◆ **Data listing**:
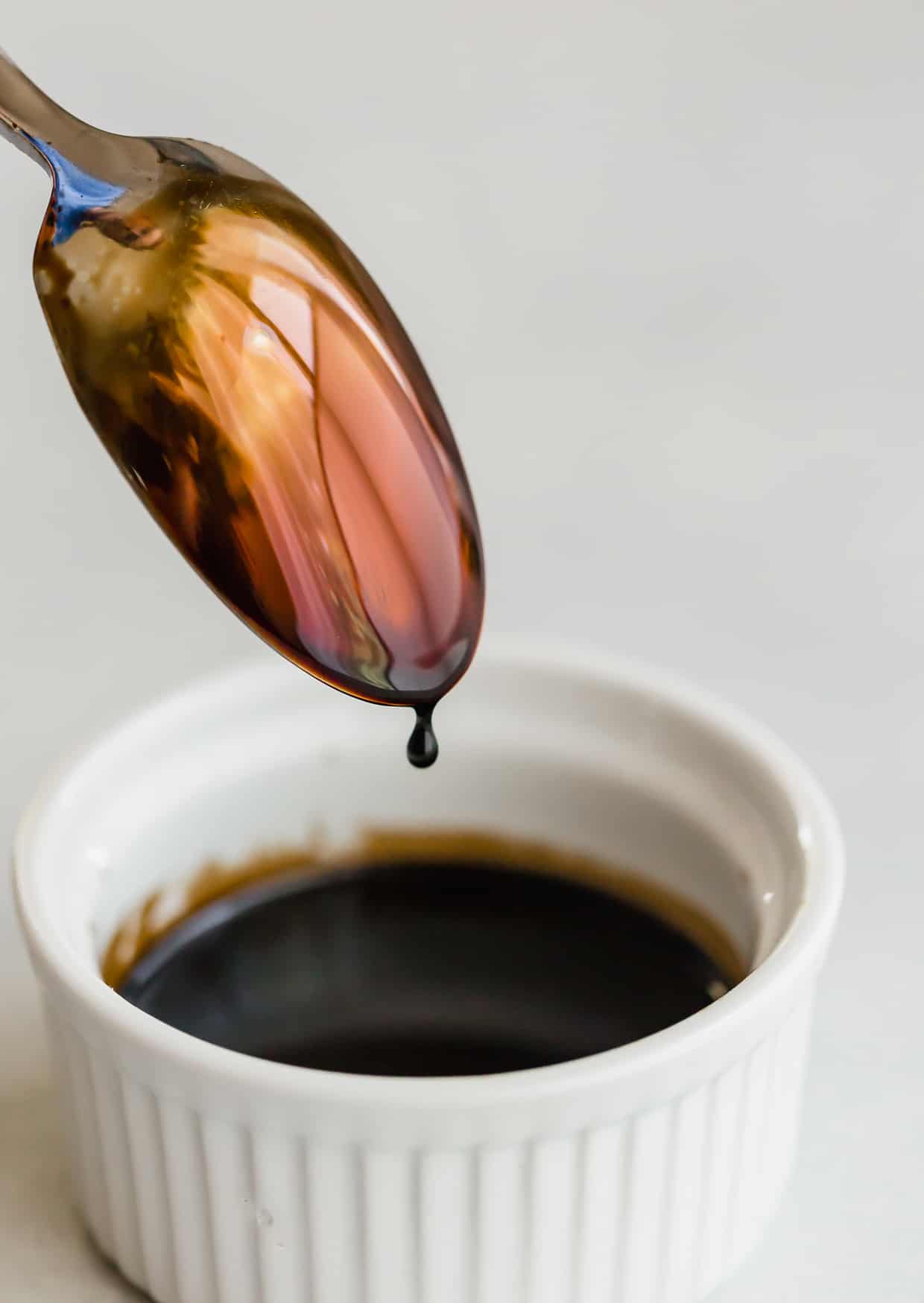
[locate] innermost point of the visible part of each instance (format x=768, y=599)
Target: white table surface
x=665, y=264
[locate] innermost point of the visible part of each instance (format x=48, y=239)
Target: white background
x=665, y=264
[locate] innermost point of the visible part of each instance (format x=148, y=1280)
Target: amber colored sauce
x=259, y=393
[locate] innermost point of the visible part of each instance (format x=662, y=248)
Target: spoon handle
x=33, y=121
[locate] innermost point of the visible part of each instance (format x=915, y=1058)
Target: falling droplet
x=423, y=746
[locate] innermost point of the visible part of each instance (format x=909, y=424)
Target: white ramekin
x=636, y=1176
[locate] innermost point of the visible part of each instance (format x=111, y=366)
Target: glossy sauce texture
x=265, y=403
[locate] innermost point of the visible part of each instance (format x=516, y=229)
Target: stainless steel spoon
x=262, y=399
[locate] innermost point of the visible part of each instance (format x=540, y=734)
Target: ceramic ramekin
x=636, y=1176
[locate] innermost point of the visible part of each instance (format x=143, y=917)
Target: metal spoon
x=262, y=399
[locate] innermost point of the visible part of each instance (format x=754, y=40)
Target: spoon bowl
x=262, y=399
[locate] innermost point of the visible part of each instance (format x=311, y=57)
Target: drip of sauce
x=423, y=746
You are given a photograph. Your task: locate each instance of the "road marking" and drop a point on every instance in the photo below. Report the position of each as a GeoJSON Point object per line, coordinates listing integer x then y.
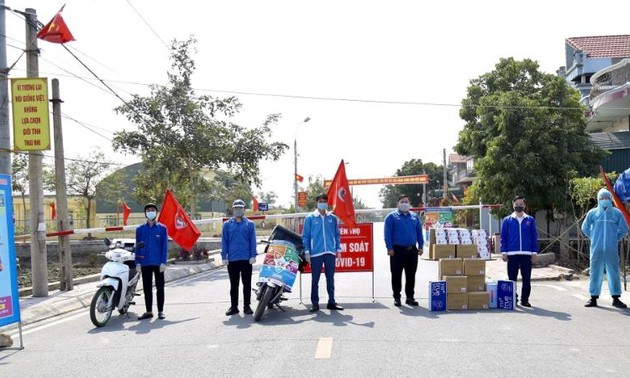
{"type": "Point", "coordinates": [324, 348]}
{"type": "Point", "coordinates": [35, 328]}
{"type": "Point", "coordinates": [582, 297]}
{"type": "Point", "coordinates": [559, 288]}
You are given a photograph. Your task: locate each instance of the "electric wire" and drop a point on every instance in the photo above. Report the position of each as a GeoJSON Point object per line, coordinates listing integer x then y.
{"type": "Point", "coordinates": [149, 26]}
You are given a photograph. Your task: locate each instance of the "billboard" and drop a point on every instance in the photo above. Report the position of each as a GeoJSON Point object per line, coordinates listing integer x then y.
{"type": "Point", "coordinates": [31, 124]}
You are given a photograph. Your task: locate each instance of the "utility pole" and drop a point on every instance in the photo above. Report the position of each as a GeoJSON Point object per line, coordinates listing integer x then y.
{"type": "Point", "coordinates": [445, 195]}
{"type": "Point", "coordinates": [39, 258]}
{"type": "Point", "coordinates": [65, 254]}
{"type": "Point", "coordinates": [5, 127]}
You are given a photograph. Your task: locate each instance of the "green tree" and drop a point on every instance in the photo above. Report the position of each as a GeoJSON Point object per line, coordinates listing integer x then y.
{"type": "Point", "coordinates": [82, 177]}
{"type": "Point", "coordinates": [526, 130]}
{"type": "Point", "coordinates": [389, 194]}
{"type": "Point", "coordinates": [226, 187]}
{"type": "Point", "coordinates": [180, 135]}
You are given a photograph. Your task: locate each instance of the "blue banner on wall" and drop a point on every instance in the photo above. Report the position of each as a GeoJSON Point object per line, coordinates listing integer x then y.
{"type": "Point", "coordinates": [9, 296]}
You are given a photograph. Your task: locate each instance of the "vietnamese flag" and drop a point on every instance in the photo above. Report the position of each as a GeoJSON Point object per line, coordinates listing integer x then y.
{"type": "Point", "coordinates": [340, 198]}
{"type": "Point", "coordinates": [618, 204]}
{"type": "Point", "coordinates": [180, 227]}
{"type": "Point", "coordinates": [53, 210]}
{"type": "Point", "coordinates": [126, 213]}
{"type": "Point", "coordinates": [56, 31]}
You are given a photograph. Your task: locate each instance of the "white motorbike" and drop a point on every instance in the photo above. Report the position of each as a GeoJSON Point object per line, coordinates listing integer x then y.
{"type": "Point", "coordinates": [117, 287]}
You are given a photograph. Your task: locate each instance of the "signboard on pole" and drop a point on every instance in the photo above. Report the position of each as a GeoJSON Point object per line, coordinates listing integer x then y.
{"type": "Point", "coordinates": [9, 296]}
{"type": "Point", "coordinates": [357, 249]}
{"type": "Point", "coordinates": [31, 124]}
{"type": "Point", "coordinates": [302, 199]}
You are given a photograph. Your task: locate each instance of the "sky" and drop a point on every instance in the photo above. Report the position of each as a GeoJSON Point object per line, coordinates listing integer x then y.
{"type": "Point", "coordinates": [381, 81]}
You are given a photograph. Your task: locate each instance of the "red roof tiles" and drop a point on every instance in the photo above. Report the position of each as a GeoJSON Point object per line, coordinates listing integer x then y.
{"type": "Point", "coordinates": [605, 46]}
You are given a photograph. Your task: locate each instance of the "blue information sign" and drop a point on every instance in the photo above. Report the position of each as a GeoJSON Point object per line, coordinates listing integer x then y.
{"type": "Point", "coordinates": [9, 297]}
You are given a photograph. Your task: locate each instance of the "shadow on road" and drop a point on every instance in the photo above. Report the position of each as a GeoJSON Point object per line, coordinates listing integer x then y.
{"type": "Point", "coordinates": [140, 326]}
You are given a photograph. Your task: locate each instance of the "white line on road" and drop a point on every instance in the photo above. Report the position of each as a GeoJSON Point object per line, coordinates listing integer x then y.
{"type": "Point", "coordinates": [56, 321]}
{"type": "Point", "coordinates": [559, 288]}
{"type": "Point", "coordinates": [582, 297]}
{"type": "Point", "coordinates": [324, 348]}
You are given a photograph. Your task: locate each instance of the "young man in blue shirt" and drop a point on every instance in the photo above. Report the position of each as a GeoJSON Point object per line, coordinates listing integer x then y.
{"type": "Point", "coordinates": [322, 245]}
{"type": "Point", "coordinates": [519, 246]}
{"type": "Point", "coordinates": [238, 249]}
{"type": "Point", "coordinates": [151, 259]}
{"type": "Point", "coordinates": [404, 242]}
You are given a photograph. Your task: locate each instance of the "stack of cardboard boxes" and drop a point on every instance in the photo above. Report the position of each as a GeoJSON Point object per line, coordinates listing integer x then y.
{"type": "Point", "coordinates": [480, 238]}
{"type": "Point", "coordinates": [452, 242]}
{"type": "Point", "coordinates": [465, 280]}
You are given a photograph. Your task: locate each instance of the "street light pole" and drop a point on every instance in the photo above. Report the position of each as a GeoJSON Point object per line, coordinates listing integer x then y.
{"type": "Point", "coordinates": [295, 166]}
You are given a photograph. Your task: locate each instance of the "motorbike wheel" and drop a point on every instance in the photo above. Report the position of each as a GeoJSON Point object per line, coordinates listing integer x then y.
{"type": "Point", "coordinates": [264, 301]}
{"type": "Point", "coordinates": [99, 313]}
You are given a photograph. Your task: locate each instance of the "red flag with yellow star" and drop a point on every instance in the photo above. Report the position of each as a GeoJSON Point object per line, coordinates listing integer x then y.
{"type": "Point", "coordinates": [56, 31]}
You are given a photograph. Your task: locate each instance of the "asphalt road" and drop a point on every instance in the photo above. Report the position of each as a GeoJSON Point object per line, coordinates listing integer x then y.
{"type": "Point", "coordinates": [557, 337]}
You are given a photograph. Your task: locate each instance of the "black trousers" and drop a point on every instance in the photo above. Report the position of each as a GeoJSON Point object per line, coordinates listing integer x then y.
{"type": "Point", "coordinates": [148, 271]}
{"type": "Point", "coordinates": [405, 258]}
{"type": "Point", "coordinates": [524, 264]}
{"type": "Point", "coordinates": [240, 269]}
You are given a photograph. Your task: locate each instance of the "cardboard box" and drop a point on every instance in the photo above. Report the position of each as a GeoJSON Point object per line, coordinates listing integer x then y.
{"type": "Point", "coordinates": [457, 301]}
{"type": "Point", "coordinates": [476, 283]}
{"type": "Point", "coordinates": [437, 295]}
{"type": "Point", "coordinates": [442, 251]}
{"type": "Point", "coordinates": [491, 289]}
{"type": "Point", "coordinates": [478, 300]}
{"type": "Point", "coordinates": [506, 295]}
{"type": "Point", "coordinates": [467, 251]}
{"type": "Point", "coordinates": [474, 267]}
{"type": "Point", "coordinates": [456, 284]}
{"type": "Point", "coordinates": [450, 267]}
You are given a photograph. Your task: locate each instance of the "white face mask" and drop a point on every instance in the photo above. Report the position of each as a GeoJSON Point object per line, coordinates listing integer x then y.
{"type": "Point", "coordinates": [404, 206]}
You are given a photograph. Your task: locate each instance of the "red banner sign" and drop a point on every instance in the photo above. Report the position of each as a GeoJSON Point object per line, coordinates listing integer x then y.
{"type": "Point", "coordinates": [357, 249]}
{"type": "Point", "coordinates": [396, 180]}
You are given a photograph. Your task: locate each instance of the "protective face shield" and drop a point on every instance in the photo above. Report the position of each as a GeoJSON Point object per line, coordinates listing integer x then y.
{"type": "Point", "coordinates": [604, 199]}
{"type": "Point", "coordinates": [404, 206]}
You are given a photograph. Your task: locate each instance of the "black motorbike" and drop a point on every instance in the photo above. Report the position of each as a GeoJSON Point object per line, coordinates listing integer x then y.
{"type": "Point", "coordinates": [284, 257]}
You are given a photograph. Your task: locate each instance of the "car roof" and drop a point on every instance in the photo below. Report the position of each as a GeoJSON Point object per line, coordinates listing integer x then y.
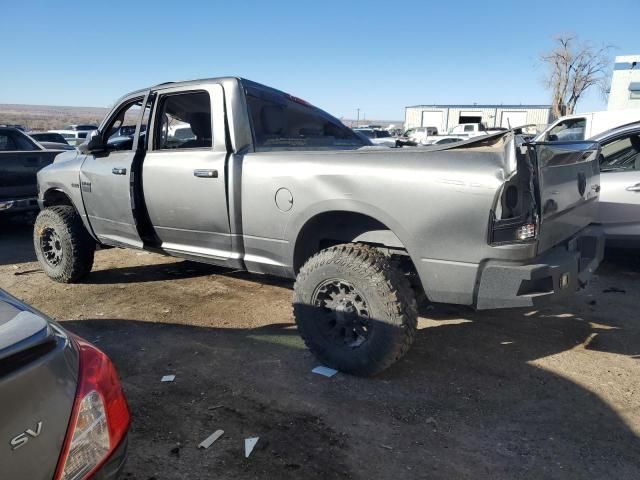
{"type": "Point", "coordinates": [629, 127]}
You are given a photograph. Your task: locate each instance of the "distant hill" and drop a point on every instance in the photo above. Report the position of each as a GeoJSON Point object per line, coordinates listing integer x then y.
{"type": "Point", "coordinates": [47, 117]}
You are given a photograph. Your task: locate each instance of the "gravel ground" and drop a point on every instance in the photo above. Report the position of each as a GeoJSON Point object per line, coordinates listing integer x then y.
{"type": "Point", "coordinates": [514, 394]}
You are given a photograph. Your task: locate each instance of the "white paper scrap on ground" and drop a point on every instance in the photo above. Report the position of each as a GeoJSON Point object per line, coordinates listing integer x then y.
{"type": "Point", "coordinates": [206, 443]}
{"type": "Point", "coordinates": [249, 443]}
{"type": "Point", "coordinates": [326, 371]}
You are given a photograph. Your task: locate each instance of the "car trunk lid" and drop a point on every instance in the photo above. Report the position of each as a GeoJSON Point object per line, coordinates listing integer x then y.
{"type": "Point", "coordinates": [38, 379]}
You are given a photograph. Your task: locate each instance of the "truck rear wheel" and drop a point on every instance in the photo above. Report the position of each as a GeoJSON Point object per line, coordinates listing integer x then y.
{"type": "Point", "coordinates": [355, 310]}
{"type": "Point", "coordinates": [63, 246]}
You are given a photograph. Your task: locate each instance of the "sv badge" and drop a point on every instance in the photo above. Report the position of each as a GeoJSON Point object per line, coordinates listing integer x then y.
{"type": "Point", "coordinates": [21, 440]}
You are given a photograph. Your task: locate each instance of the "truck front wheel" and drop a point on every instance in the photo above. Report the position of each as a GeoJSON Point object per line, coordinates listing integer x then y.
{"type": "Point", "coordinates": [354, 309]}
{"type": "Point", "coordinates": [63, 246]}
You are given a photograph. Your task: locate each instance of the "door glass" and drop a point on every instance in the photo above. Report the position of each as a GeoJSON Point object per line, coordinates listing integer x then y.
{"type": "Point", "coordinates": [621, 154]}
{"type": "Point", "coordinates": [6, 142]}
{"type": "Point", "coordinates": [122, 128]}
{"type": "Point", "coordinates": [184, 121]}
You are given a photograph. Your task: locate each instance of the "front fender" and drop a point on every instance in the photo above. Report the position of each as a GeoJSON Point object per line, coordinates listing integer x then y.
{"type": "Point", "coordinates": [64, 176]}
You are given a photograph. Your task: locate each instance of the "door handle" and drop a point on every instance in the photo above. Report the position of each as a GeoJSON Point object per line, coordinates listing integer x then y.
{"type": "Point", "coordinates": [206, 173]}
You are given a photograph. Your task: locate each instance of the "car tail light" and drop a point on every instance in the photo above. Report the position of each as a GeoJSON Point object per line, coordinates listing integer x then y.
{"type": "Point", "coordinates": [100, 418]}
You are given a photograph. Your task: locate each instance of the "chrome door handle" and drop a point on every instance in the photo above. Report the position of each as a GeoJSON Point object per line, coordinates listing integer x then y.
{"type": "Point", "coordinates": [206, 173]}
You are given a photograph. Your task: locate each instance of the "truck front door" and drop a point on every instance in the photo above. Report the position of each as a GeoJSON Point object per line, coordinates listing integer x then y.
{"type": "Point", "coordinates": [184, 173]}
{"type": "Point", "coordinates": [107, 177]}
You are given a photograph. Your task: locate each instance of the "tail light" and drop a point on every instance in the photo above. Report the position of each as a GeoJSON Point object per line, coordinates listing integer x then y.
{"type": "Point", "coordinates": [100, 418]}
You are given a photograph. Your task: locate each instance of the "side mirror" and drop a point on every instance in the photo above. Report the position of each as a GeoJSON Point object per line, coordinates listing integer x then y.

◆ **Instructions to follow**: An exact copy is required of the lines from the start of the records above through the line with "(format x=662, y=248)", and only those, without any pictures.

◆ **Reply**:
[locate] innermost point of the visible part of each instance (format x=768, y=599)
Target: white table surface
x=665, y=264
[locate] innermost point of the visible part of each instance (format x=48, y=239)
Target: white background
x=665, y=264
[locate] innermost point of the visible part of each instance (format x=148, y=1280)
Target: amber colored sauce
x=259, y=393
[locate] innermost point of the visible part of each instance (format x=662, y=248)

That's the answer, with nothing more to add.